Task goal:
Of the entries below, return only those lines from the line with "Phrase: girl's other hand" to the line with "Phrase: spent flower head", exactly, both included.

[Natural-language object grounding data]

=-=-=

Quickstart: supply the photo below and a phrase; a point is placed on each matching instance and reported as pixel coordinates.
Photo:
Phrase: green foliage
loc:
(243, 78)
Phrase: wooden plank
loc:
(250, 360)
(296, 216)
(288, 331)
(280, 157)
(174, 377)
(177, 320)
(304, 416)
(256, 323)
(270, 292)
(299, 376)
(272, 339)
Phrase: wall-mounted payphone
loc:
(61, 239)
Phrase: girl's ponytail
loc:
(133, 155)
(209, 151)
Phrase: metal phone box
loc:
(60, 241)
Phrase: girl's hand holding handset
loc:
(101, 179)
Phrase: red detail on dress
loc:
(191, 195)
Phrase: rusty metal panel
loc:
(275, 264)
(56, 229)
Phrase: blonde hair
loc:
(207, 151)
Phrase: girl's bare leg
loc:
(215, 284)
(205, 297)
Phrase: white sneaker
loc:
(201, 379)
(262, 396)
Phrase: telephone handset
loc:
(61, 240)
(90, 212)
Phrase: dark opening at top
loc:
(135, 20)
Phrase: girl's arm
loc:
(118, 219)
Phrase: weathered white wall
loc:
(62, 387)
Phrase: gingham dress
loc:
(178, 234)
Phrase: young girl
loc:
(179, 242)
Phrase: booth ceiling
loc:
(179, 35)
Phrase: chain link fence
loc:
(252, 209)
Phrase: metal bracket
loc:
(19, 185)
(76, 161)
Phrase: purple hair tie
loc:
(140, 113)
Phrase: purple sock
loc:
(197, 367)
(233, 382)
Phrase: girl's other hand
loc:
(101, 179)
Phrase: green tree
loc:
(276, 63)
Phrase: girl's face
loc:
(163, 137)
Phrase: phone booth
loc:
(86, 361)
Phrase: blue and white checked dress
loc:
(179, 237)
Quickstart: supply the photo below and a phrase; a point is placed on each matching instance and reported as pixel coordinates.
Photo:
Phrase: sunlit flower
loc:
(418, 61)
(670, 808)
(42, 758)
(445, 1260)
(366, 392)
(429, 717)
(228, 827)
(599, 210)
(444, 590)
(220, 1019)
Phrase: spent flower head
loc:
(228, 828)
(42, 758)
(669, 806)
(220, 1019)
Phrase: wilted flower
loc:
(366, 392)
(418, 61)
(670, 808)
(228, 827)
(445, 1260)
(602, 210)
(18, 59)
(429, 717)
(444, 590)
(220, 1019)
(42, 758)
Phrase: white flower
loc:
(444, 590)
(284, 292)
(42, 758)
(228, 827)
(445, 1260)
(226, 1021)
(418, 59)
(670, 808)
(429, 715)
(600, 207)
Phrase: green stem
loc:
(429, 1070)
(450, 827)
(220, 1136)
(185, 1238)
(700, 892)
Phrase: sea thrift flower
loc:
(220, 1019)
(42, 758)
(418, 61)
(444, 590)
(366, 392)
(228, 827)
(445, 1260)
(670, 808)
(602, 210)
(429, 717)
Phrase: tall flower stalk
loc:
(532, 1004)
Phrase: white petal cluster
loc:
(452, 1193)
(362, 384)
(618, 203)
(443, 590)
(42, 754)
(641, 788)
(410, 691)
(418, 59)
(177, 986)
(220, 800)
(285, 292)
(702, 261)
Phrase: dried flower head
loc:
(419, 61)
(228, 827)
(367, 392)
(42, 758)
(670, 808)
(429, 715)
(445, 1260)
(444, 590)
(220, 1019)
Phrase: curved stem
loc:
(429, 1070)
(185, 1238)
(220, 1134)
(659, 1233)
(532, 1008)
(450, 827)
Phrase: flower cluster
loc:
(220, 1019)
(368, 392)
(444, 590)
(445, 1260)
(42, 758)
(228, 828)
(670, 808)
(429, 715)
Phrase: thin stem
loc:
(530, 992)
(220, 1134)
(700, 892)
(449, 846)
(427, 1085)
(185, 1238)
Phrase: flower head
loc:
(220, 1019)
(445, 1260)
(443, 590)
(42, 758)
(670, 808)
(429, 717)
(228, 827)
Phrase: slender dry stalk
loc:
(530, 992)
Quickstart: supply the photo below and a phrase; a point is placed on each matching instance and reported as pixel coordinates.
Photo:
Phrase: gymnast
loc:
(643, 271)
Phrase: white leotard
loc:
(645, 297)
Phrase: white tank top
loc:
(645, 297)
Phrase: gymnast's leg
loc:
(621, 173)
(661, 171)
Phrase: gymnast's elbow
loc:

=-=-=

Your solution:
Phrase: girl's other hand
loc:
(101, 179)
Phrase: green tree
loc:
(276, 63)
Phrase: girl's face
loc:
(163, 137)
Phrase: phone booth
loc:
(86, 361)
Phrase: blue and white checked dress
loc:
(179, 237)
Quickstart: supply the photo below and a phrase; a point is placed on each matching instance and reported as pixel coordinates.
Photo:
Phrase: sunlit flower
loc:
(418, 61)
(670, 808)
(42, 758)
(445, 1260)
(366, 392)
(429, 717)
(228, 827)
(599, 210)
(444, 590)
(220, 1019)
Phrase: spent flower head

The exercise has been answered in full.